---------- Rows ----------

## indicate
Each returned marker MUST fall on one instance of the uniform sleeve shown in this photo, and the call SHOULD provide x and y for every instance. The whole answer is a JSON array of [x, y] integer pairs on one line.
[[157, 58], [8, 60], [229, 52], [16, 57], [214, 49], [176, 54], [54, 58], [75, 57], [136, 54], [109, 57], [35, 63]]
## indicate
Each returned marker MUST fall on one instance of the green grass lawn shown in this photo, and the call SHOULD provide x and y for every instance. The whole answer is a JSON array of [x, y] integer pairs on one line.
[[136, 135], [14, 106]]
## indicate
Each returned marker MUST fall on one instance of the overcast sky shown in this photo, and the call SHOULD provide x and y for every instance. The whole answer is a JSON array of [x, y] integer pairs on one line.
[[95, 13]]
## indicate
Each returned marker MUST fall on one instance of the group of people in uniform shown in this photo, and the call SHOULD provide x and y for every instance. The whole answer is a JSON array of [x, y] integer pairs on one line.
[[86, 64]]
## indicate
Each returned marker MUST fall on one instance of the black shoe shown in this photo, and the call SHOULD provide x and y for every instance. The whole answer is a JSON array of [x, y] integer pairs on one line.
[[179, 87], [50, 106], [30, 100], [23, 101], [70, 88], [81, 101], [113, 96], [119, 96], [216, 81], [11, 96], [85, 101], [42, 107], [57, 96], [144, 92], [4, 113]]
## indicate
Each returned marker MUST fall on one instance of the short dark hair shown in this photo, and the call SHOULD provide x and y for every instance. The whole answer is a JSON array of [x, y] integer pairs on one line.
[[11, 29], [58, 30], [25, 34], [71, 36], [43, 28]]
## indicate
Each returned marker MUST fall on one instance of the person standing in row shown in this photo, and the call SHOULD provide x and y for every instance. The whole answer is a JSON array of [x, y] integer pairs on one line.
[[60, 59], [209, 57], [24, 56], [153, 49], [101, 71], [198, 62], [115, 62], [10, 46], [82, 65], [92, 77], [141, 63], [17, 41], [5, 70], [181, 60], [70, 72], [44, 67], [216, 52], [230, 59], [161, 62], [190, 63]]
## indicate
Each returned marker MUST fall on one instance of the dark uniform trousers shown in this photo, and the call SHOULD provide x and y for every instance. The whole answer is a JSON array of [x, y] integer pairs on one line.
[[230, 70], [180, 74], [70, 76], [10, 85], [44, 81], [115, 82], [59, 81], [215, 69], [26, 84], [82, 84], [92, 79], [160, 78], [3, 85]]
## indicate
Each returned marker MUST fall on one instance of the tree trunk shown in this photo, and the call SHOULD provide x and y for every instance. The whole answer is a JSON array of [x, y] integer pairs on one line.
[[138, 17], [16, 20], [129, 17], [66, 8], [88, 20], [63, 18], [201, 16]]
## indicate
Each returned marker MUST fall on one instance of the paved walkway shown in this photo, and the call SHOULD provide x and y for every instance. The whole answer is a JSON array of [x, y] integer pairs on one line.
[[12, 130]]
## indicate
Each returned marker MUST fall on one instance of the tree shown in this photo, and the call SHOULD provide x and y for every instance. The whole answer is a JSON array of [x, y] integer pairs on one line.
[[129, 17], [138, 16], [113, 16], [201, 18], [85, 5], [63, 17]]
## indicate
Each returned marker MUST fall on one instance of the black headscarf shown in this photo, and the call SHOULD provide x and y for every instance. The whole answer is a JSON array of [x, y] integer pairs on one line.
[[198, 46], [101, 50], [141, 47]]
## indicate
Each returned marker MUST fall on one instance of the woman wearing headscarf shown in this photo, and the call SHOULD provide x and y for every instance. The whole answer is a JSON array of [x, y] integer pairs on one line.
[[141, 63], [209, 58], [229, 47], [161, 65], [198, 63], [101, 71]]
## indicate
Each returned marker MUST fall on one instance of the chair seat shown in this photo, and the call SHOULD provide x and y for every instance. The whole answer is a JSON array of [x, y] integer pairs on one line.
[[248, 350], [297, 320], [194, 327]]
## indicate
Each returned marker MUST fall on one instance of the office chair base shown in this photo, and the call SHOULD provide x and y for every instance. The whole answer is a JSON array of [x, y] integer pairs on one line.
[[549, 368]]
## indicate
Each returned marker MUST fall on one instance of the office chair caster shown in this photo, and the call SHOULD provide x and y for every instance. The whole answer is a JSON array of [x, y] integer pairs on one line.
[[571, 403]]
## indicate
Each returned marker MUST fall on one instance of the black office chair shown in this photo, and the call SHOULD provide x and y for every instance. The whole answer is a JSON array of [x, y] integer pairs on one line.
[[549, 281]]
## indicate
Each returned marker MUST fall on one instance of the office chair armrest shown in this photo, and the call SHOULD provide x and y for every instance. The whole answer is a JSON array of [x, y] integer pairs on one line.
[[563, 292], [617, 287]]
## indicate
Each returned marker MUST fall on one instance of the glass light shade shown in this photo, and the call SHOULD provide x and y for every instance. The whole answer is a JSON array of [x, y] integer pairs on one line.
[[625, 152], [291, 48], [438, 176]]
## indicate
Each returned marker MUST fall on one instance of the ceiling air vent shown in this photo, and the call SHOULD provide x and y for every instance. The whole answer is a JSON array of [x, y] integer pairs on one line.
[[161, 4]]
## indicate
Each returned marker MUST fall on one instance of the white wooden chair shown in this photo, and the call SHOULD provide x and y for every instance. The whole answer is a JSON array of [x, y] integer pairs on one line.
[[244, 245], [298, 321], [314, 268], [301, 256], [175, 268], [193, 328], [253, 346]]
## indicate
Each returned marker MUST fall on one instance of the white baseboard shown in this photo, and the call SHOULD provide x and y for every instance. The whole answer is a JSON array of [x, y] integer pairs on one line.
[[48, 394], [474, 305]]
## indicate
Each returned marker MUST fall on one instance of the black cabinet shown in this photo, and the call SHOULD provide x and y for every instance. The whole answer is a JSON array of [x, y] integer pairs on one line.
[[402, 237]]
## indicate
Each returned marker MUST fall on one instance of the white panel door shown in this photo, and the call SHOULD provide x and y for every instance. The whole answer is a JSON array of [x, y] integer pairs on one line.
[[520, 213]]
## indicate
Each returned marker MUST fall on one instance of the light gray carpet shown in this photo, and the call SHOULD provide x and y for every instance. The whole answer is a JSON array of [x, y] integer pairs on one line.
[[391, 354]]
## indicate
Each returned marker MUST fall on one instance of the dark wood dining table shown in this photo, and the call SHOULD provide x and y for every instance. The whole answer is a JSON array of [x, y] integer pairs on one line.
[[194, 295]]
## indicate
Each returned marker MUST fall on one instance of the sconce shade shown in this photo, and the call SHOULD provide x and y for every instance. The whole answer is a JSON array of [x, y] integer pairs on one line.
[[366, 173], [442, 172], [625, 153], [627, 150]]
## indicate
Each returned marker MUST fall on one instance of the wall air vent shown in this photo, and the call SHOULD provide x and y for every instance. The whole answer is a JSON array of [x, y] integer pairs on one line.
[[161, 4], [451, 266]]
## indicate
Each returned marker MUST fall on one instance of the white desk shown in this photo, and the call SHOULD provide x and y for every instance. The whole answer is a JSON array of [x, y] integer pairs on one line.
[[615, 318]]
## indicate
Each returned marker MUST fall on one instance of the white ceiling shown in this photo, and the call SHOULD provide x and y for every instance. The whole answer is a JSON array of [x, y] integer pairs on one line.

----------

▶ **Your goal**: Pick out every line in the records above that contains the word "tree", and copy each one in full.

▶ **The solution**:
Each returned marker MUST fall on one instance of the tree trunk shown in this photo, and the call SHOULD provide x and y for every instance. The whole answer is a JSON array of [x, y] integer pairs on one line.
Each returned marker MUST fall on one instance of the tree shown in this photo, and the call SHOULD provide x and y for every instance. The whole answer is a JSON array of [x, y] integer pairs on one line.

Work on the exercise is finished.